[start of DATA SUPPLIED]
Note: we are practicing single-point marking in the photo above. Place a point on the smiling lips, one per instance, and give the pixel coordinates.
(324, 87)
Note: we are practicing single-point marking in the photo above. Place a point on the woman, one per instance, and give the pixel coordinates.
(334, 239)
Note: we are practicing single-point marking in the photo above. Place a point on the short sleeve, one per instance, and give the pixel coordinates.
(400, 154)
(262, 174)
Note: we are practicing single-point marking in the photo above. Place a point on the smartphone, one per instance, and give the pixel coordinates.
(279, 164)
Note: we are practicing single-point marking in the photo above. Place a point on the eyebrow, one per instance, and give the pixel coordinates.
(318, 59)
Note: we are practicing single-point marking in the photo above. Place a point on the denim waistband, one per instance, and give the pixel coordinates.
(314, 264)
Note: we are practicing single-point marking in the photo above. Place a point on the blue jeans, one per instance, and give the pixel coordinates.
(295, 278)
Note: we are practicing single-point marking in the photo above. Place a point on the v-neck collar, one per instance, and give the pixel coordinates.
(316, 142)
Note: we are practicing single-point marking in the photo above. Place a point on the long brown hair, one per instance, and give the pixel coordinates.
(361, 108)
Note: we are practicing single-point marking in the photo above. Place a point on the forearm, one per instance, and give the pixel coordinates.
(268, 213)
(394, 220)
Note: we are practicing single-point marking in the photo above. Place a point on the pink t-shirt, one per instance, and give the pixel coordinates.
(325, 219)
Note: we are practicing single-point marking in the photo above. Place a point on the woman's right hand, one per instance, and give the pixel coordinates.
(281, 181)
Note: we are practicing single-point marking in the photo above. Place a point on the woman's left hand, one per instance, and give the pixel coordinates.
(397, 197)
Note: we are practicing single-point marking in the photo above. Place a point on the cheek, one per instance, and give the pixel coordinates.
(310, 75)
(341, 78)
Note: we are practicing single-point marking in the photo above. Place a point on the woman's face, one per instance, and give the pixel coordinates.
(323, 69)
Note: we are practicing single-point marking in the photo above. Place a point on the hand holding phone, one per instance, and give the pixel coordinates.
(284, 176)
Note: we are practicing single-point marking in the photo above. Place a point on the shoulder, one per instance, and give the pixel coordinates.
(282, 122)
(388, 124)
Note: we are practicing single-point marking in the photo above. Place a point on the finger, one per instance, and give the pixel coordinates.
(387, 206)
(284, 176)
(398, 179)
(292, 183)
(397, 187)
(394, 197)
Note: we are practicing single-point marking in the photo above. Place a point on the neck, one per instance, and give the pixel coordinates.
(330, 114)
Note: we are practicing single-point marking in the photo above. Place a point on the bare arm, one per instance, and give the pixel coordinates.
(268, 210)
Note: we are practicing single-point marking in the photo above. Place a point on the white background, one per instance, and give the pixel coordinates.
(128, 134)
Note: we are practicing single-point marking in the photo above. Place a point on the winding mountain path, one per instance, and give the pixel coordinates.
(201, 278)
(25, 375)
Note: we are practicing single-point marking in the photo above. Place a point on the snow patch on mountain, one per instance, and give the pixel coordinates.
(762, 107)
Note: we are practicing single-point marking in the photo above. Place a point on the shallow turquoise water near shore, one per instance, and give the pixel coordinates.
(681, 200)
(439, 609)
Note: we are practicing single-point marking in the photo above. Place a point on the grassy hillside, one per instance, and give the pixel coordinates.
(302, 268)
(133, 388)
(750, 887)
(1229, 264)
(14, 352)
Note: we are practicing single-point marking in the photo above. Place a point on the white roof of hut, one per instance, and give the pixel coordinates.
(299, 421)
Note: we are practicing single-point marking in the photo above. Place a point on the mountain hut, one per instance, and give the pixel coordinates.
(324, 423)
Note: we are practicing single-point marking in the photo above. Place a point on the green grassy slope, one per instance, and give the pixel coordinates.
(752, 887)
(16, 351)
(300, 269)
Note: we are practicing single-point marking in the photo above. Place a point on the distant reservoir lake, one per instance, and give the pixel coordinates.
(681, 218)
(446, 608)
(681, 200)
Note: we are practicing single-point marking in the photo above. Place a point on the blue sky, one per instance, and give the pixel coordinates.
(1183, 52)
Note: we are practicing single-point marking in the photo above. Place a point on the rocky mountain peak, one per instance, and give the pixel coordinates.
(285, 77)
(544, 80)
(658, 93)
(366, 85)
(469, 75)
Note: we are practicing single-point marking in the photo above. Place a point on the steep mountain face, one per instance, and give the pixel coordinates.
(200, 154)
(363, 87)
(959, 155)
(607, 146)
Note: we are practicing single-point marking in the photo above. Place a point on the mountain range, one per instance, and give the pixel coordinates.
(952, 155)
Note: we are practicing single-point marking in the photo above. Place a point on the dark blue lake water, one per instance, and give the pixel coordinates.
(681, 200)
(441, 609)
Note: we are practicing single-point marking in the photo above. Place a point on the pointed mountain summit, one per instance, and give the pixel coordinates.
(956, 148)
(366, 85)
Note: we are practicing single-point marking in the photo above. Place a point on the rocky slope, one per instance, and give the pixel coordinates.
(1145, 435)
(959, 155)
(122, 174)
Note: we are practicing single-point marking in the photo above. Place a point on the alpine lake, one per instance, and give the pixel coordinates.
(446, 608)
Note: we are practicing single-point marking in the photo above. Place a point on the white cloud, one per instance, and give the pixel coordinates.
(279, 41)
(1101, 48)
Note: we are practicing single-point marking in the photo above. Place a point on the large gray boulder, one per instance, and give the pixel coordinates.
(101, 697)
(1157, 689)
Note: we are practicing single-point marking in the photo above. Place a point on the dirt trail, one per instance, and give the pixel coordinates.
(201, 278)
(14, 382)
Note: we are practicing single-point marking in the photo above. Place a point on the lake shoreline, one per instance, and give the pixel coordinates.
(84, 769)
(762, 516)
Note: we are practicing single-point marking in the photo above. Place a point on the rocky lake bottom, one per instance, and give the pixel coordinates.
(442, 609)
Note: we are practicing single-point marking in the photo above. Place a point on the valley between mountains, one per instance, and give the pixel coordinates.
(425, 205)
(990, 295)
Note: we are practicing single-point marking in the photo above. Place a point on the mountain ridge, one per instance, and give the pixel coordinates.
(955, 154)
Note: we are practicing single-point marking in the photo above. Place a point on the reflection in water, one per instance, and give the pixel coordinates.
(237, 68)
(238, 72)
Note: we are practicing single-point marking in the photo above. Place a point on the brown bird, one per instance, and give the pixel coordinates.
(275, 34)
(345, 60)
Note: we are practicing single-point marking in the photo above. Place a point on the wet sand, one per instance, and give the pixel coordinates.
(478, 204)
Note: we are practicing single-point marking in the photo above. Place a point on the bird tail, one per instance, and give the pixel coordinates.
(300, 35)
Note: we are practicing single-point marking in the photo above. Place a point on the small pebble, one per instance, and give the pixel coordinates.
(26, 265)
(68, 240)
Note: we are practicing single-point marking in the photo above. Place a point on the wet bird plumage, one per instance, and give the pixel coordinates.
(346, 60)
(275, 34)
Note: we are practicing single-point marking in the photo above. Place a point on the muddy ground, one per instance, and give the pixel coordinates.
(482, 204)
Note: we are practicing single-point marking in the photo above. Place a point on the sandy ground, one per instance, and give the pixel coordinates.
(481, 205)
[end of DATA SUPPLIED]
* [AIM]: Retype the listing above in full, with no alterations.

* [COMPLETED TASK]:
Note: we are practicing single-point marking in the photo above. Place a point on the smiling lips, one per instance, and give the pixel coordinates.
(324, 87)
Note: we are practicing single-point marking in the photo above. Place a point on the woman, one per instance, and give the pixel coordinates.
(334, 239)
Note: we are practicing single-point marking in the photo above. Place a point on the short sleeve, one per instance, and give the pixel coordinates.
(400, 154)
(262, 174)
Note: we are practicing single-point marking in the photo above. Place a point on the smartphone, one per instance, and give the pixel coordinates.
(279, 164)
Note: we are practicing single-point marking in the photo above. Place a point on the eyebrow, one per instance, and give the pixel coordinates.
(318, 59)
Note: we are practicing single-point marking in the photo above. Place a point on the denim waistband, one per instance, and give the pixel coordinates.
(314, 264)
Note: we are practicing single-point marking in the photo above. Place a point on the blue jeans, one per instance, and give the pixel coordinates.
(295, 278)
Note: we are practicing single-point marking in the photo above. Place a point on the v-neck collar, one per instance, and give the pixel coordinates.
(316, 142)
Note: we are practicing single-point marking in the photo above. Place a point on the long brown hair, one per instance, and give the pixel coordinates.
(361, 108)
Note: we are practicing single-point marking in the photo above. Place a point on the forearm, one per instance, and give the pixel coordinates.
(268, 213)
(394, 220)
Note: we are practicing single-point marking in the photo above. Place a point on the pink t-shirt, one per instance, and give the pixel coordinates.
(325, 219)
Note: we are practicing single-point marking in the photo above. Place a point on the woman's right hand, one per instance, and give the pixel coordinates.
(281, 181)
Note: we are practicing single-point marking in the photo above. Place a point on the woman's left hand, one per instance, and give the pixel coordinates.
(397, 197)
Note: we are practicing single-point marking in the photo above. Place a point on the cheek, one per instance, and give the pixel coordinates.
(310, 75)
(341, 78)
Note: we are practicing single-point marking in the photo above. Place a point on the woman's face, one per instance, and give the pixel coordinates.
(323, 69)
Note: we are practicing single-point marking in the photo above. Place a point on the hand holding phone, one per instance, and give the pixel coordinates.
(284, 176)
Note: we are practicing single-point marking in the photo above. Place a point on the shoulder, one per instance, and give the pixel coordinates.
(282, 122)
(388, 124)
Note: we are practicing single-point marking in the photo above. Place a point on the finger, one per instance, and give the pixel coordinates.
(387, 206)
(284, 176)
(398, 179)
(292, 183)
(397, 187)
(394, 197)
Note: we are practicing single-point marking in the photo above. Place a point on the neck, one per instance, and give the pixel coordinates.
(330, 114)
Note: we are practicing single-point marking in the photo above. Place a point on the bare arm, one per instance, and give the pixel coordinates.
(268, 210)
Note: we are practicing single-point marking in the photo above. Place a point on the white background, one per instance, and give the pixel coordinates.
(128, 134)
Note: we are practicing single-point marking in the photo above. Place a point on the winding mountain path, one per instance, and give the pixel coordinates.
(201, 278)
(25, 375)
Note: we are practicing single-point marking in the photo above. Place a point on the snow patch on mountain, one per instance, and give the pixel coordinates.
(762, 107)
Note: we are practicing single-point marking in the photo above. Place a point on the shallow turquoise water near shore, one per instance, and give the pixel coordinates.
(681, 200)
(439, 609)
Note: we are practicing single-point marking in the photo above. Place a point on the grassy hillside, one per instance, and give the pixel coordinates.
(302, 268)
(133, 388)
(750, 887)
(1229, 264)
(14, 352)
Note: we are practicing single-point marking in the photo above. Place a point on the white roof of hut, one per instance, and give the pixel coordinates.
(299, 421)
Note: we are practicing single-point marking in the photo above. Place a point on the mountain hut, one per instance, and give the pixel coordinates.
(324, 423)
Note: we are practicing single-point marking in the photo above. Place a point on the green grassy slope, one per instance, and give the pixel coordinates.
(752, 887)
(16, 351)
(300, 269)
Note: we are practicing single-point marking in the photo above. Place a point on the distant reservoir lake, one per instance, and give the pixel coordinates.
(681, 218)
(446, 608)
(681, 200)
Note: we are practicing single-point marking in the photo above. Place a point on the blue sky, one per instance, and give the pixel coordinates.
(1183, 52)
Note: we are practicing single-point marking in the photo above. Place a point on the rocky mountain peak, one per instance, and give the pixel coordinates.
(285, 77)
(544, 80)
(658, 93)
(366, 85)
(469, 75)
Note: we are practicing single-point marking in the photo above. Place a point on the steep mountain face, one per instance, and give the pixel coordinates.
(200, 154)
(363, 87)
(959, 155)
(607, 146)
Note: we are practicing single-point marking in the photo above. Place a point on the mountain range, one per instance, and give the pixel coordinates.
(952, 155)
Note: we are practicing single-point marking in the photo above. Place a point on the dark blue lake water, one per instance, and give the pixel coordinates.
(681, 200)
(441, 609)
Note: we are practicing single-point marking in the photo above. Place a point on the pointed mountain summit, one per instance, and give the pixel coordinates.
(956, 148)
(366, 85)
Note: we are practicing single-point marking in the photo above. Place a point on the rocky slope, one per instance, and give the pixel coordinates.
(1145, 435)
(959, 155)
(122, 174)
Note: we are practicing single-point marking in the photo above. Place a point on the alpine lake, one per instance, and give the pixel coordinates.
(446, 608)
Note: we are practicing single-point marking in the photo above. Place a point on the white cloud, one per instance, and give the pixel coordinates.
(279, 41)
(1101, 48)
Note: we are practicing single-point marking in the photo above. Place a point on the large gray boulder, one per instance, and give the pixel coordinates.
(101, 697)
(1157, 689)
Note: we are practicing single-point marking in the photo above. Place a point on the dirt trail, one per instance, and give the pixel coordinates.
(201, 278)
(14, 382)
Note: we are practicing single-point marking in the photo above. Place a point on the lake shoreline, one per instance, and give the pixel coordinates.
(84, 769)
(762, 516)
Note: we are practicing single-point marking in the photo above. Place a point on the rocky lake bottom, one per instance, and give the pixel coordinates.
(442, 609)
Note: we are practicing single-point marking in the photo above. Place a point on the valley between mountains, one per instance, and give the pixel coordinates.
(425, 205)
(990, 295)
Note: we are practicing single-point marking in the photo above. Place a point on the mountain ridge, one per instance, and give the pixel coordinates.
(955, 154)
Note: we are practicing single-point marking in the photo above. Place a point on the reflection in water, one per instance, and give the pixel coordinates.
(237, 68)
(238, 72)
Note: we are practicing single-point marking in the photo above. Place a point on the brown bird, one per instance, and give the pixel coordinates.
(275, 34)
(345, 60)
Note: we are practicing single-point marking in the photo above. Place a point on the wet sand, one per instance, and give the pixel coordinates.
(478, 204)
Note: we are practicing single-point marking in the photo above. Place a point on the bird tail, one per instance, and give the pixel coordinates.
(300, 35)
Note: we are practicing single-point marking in the photo above. Place a point on the small pebble, one per instance, and give the pixel coordinates.
(26, 265)
(68, 240)
Note: we are practicing single-point marking in the photo above. Place a point on the wet bird plumage, one per instance, and give the pixel coordinates.
(346, 60)
(275, 34)
Note: we are practicing single-point marking in the photo above. Place a point on the muddy ground, one per instance, and give the pixel coordinates.
(482, 204)
Note: we are practicing single-point marking in the photo above. Place a point on the sandy ground, one per instance, and give the pixel coordinates.
(481, 205)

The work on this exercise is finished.